Exercise data
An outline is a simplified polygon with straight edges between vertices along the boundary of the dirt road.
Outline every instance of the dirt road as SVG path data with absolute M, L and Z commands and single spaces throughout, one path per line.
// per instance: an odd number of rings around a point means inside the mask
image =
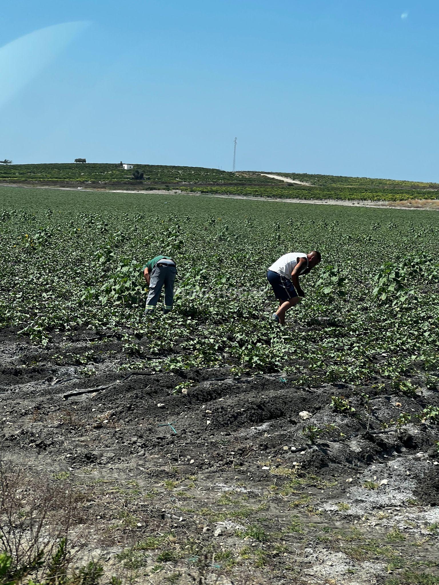
M 281 198 L 280 197 L 256 197 L 252 195 L 231 195 L 229 194 L 214 193 L 206 195 L 196 191 L 182 191 L 179 189 L 166 191 L 163 189 L 155 189 L 148 191 L 134 191 L 124 189 L 84 189 L 82 187 L 74 188 L 70 187 L 48 187 L 46 185 L 12 185 L 9 183 L 0 183 L 4 187 L 21 187 L 23 189 L 57 189 L 59 191 L 81 191 L 90 192 L 102 193 L 143 193 L 145 195 L 179 195 L 184 194 L 197 197 L 220 197 L 222 199 L 248 199 L 254 201 L 278 201 L 281 203 L 307 203 L 319 205 L 347 205 L 349 207 L 376 207 L 379 208 L 391 208 L 396 209 L 417 209 L 419 211 L 432 211 L 439 209 L 439 201 L 417 200 L 407 201 L 341 201 L 334 199 L 294 199 Z
M 265 173 L 261 173 L 263 177 L 269 177 L 270 179 L 277 179 L 278 181 L 283 181 L 284 183 L 292 183 L 296 185 L 305 185 L 306 187 L 314 187 L 312 183 L 304 183 L 303 181 L 296 181 L 295 179 L 290 179 L 289 177 L 281 177 L 280 175 L 267 175 Z

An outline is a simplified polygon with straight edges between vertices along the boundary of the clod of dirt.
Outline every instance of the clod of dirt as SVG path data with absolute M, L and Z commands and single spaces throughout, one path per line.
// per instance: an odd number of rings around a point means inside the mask
M 306 421 L 307 419 L 311 418 L 313 416 L 311 412 L 308 412 L 307 410 L 303 410 L 301 412 L 299 413 L 299 415 L 303 421 Z

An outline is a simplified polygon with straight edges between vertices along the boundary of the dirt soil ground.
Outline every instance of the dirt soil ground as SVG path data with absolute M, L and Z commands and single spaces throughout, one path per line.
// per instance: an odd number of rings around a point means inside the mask
M 439 575 L 437 427 L 380 424 L 438 405 L 436 391 L 409 397 L 377 380 L 359 395 L 225 369 L 121 371 L 114 332 L 75 332 L 50 349 L 13 330 L 0 336 L 5 469 L 82 494 L 78 555 L 99 557 L 108 574 L 439 582 L 411 580 Z M 341 392 L 355 412 L 329 405 Z
M 293 181 L 294 182 L 294 181 Z M 295 181 L 299 183 L 299 181 Z M 109 192 L 111 193 L 143 193 L 145 195 L 176 195 L 183 192 L 179 189 L 150 189 L 148 191 L 136 190 L 134 188 L 127 189 L 108 189 L 105 185 L 98 188 L 87 188 L 77 187 L 53 187 L 49 185 L 13 185 L 8 183 L 1 183 L 7 187 L 15 187 L 20 188 L 32 188 L 32 189 L 56 189 L 58 191 L 82 191 L 90 192 Z M 252 195 L 232 195 L 227 194 L 212 193 L 205 195 L 199 192 L 184 191 L 184 194 L 187 196 L 198 197 L 220 197 L 221 199 L 248 199 L 255 201 L 280 201 L 282 203 L 306 203 L 314 204 L 318 205 L 347 205 L 349 207 L 374 207 L 374 208 L 390 208 L 392 209 L 416 209 L 419 211 L 433 211 L 439 209 L 439 201 L 435 199 L 409 199 L 406 201 L 346 201 L 335 199 L 294 199 L 290 198 L 276 198 L 276 197 L 256 197 Z

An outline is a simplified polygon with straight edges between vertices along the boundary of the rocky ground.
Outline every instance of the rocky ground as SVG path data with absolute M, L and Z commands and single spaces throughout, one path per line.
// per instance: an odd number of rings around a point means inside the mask
M 76 494 L 78 559 L 155 585 L 439 583 L 437 389 L 121 370 L 121 343 L 0 337 L 3 481 Z

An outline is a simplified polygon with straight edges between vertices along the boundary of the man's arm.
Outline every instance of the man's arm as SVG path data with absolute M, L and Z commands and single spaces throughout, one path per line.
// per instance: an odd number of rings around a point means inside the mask
M 148 285 L 149 286 L 149 270 L 148 270 L 148 267 L 143 270 L 143 278 L 146 281 Z
M 294 285 L 294 288 L 297 291 L 297 294 L 299 297 L 304 297 L 305 293 L 303 292 L 302 289 L 300 288 L 300 284 L 299 281 L 299 273 L 300 272 L 301 269 L 303 267 L 303 265 L 305 263 L 304 258 L 300 258 L 299 262 L 294 266 L 293 269 L 293 272 L 291 273 L 291 280 L 293 284 Z

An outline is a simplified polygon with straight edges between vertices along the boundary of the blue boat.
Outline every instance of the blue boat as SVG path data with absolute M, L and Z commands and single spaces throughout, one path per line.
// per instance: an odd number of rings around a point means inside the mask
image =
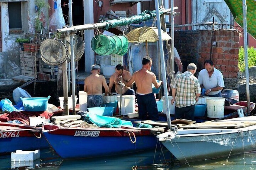
M 155 150 L 160 144 L 152 132 L 161 130 L 163 128 L 84 128 L 45 125 L 43 133 L 59 156 L 72 159 Z
M 0 154 L 49 147 L 41 131 L 40 127 L 0 122 Z

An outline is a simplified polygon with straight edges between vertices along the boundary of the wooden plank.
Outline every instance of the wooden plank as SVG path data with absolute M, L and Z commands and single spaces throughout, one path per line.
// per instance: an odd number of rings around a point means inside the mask
M 46 81 L 50 81 L 51 80 L 51 76 L 50 74 L 38 73 L 38 79 L 40 80 L 45 80 Z
M 167 126 L 167 123 L 165 122 L 158 122 L 152 121 L 152 120 L 144 120 L 143 121 L 136 121 L 134 122 L 134 123 L 143 123 L 146 124 L 148 124 L 152 125 L 155 125 L 156 126 Z
M 51 118 L 51 120 L 53 121 L 63 120 L 70 119 L 79 119 L 81 118 L 81 116 L 79 115 L 65 115 L 64 116 L 53 116 Z
M 23 75 L 19 75 L 12 77 L 12 79 L 14 80 L 24 82 L 27 82 L 31 80 L 33 80 L 34 79 L 34 78 L 33 77 Z

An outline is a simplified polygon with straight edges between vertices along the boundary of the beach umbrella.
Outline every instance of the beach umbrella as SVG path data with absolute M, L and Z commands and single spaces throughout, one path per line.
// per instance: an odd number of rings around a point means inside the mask
M 167 33 L 161 30 L 163 41 L 171 39 Z M 157 28 L 153 27 L 143 26 L 136 28 L 128 32 L 126 37 L 130 42 L 145 42 L 146 51 L 148 56 L 149 55 L 148 42 L 155 42 L 159 39 Z
M 235 18 L 235 21 L 244 27 L 243 2 L 241 0 L 224 0 Z M 247 32 L 256 39 L 256 1 L 247 0 Z M 244 33 L 245 34 L 246 32 Z

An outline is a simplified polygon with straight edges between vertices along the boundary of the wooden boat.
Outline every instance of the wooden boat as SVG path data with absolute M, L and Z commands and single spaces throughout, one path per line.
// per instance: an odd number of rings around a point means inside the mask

Problem statement
Convert every line of the listing above into a JSON list of strings, one string per line, skipping blank lines. Leave the pictures out.

Complete output
[
  "An outline is a simplified polygon with straight edges between vertices along the boundary of the dirt road.",
  "Outline every instance of the dirt road as SVG path data with absolute M, L and Z commands and single spaces throughout, one path per line.",
  "// per instance: an odd number of rings around a point means inside the mask",
  "image =",
  "M 281 198 L 280 197 L 256 197 L 252 195 L 231 195 L 229 194 L 214 193 L 206 195 L 196 191 L 182 191 L 179 189 L 166 191 L 163 189 L 155 189 L 148 191 L 134 191 L 124 189 L 84 189 L 82 187 L 74 188 L 70 187 L 48 187 L 46 185 L 12 185 L 9 183 L 0 183 L 4 187 L 21 187 L 23 189 L 57 189 L 59 191 L 81 191 L 90 192 L 102 193 L 143 193 L 145 195 L 179 195 L 184 194 L 197 197 L 220 197 L 222 199 L 248 199 L 254 201 L 278 201 L 281 203 L 307 203 L 319 205 L 347 205 L 349 207 L 376 207 L 379 208 L 391 208 L 396 209 L 417 209 L 419 211 L 432 211 L 439 209 L 439 201 L 417 200 L 407 201 L 341 201 L 334 199 L 294 199 Z",
  "M 265 173 L 261 173 L 263 177 L 269 177 L 270 179 L 277 179 L 278 181 L 283 181 L 284 183 L 292 183 L 296 185 L 305 185 L 306 187 L 314 187 L 312 183 L 304 183 L 303 181 L 296 181 L 295 179 L 290 179 L 289 177 L 281 177 L 280 175 L 267 175 Z",
  "An outline is a simplified polygon with straight edges between vertices along the boundary of the clod of dirt.",
  "Outline every instance of the clod of dirt as SVG path data with absolute M, L and Z commands and single spaces throughout, one path per line.",
  "// per instance: an odd number of rings around a point means inside the mask",
  "M 306 421 L 307 419 L 311 418 L 313 416 L 311 412 L 308 412 L 307 410 L 303 410 L 301 412 L 299 413 L 299 415 L 303 421 Z",
  "An outline is a simplified polygon with straight edges between vertices along the boundary of the dirt soil ground.",
  "Outline every instance of the dirt soil ground as SVG path data with absolute M, L and Z commands and single spaces throughout, one path per line.",
  "// per instance: an odd number of rings around a point means inside the mask",
  "M 439 575 L 437 427 L 380 424 L 438 405 L 436 391 L 409 397 L 377 380 L 359 395 L 225 369 L 121 371 L 114 332 L 75 332 L 50 349 L 13 330 L 0 336 L 5 469 L 82 494 L 78 555 L 99 557 L 108 574 L 439 582 L 411 580 Z M 341 392 L 355 412 L 329 405 Z",
  "M 293 181 L 294 182 L 294 181 Z M 295 181 L 299 183 L 299 181 Z M 109 192 L 111 193 L 143 193 L 145 195 L 176 195 L 183 192 L 179 189 L 150 189 L 148 191 L 136 190 L 134 188 L 127 189 L 108 189 L 105 185 L 98 188 L 87 188 L 77 187 L 53 187 L 49 185 L 13 185 L 8 183 L 1 183 L 7 187 L 15 187 L 20 188 L 32 188 L 32 189 L 56 189 L 58 191 L 82 191 L 90 192 Z M 252 195 L 232 195 L 227 194 L 212 193 L 205 195 L 199 192 L 184 191 L 184 194 L 187 196 L 198 197 L 220 197 L 221 199 L 248 199 L 255 201 L 280 201 L 282 203 L 306 203 L 314 204 L 318 205 L 347 205 L 349 207 L 374 207 L 374 208 L 390 208 L 392 209 L 416 209 L 419 211 L 433 211 L 439 209 L 439 201 L 435 199 L 409 199 L 406 201 L 346 201 L 335 199 L 294 199 L 290 198 L 276 198 L 276 197 L 256 197 Z",
  "An outline is a simplified polygon with straight edges between vertices along the boundary of the rocky ground.",
  "Outline every instance of the rocky ground as SVG path data with absolute M, L and Z commands and single spaces throughout, one path per line.",
  "// per instance: an odd number of rings around a point means inside the mask",
  "M 76 494 L 78 559 L 155 585 L 439 583 L 437 389 L 121 370 L 121 343 L 0 337 L 3 481 Z",
  "An outline is a simplified polygon with straight edges between vertices along the boundary of the man's arm.",
  "Outline every instance of the man's arm as SVG path data with absolute M, L and Z commands and single spaces throughout, one path per line.",
  "// per instance: an odd number of rings around a point means inside the mask",
  "M 148 285 L 149 286 L 149 270 L 148 270 L 148 267 L 143 270 L 143 278 L 146 281 Z",
  "M 294 285 L 294 288 L 297 291 L 297 294 L 299 297 L 304 297 L 305 293 L 303 292 L 302 289 L 300 288 L 300 284 L 299 281 L 299 273 L 300 272 L 301 269 L 303 267 L 303 265 L 305 263 L 304 258 L 300 258 L 299 262 L 294 266 L 293 269 L 293 272 L 291 273 L 291 280 L 293 284 Z",
  "An outline is a simplified polygon with straight edges between vertices along the boundary of the blue boat.",
  "Outline every instance of the blue boat as SVG path data with absolute M, L and Z commands and single spaces throughout, one path per line.",
  "// per instance: an odd number of rings around a point means inside the mask",
  "image =",
  "M 155 150 L 160 144 L 152 132 L 161 130 L 163 128 L 84 128 L 45 125 L 43 133 L 59 156 L 72 159 Z",
  "M 0 154 L 49 147 L 41 131 L 40 127 L 0 122 Z",
  "An outline is a simplified polygon with straight edges between vertices along the boundary of the wooden plank.",
  "Outline every instance of the wooden plank as SVG path data with absolute M, L and Z commands and single spaces throughout, one path per line.",
  "// per instance: an odd number of rings around a point means inside the mask",
  "M 46 81 L 50 81 L 51 80 L 51 76 L 50 74 L 38 73 L 38 79 L 40 80 L 45 80 Z",
  "M 167 126 L 167 123 L 165 122 L 158 122 L 152 121 L 152 120 L 144 120 L 143 121 L 136 121 L 134 122 L 134 123 L 143 123 L 146 124 L 148 124 L 152 125 L 155 125 L 156 126 Z",
  "M 51 118 L 51 120 L 53 121 L 63 120 L 70 119 L 79 119 L 81 118 L 81 116 L 79 115 L 65 115 L 64 116 L 53 116 Z",
  "M 23 75 L 19 75 L 12 77 L 12 79 L 14 80 L 24 82 L 27 82 L 31 80 L 33 80 L 34 79 L 34 78 L 33 77 Z",
  "An outline is a simplified polygon with straight edges between vertices along the boundary of the beach umbrella.",
  "Outline every instance of the beach umbrella as SVG path data with absolute M, L and Z commands and single spaces throughout, one path per line.",
  "// per instance: an odd number of rings around a point means inside the mask",
  "M 167 33 L 161 30 L 163 41 L 171 39 Z M 157 28 L 153 27 L 143 26 L 136 28 L 128 32 L 126 37 L 130 42 L 145 42 L 146 51 L 148 56 L 149 55 L 148 42 L 155 42 L 159 39 Z",
  "M 235 18 L 235 21 L 244 27 L 243 2 L 241 0 L 224 0 Z M 247 32 L 256 39 L 256 1 L 247 0 Z M 244 33 L 245 34 L 246 32 Z",
  "An outline is a simplified polygon with straight edges between vertices along the boundary of the wooden boat.",
  "Outline every instance of the wooden boat as SVG path data with absolute M, L and Z commands and single spaces throughout, one path per line.",
  "// per instance: an odd number of rings around a point means inside the mask"
]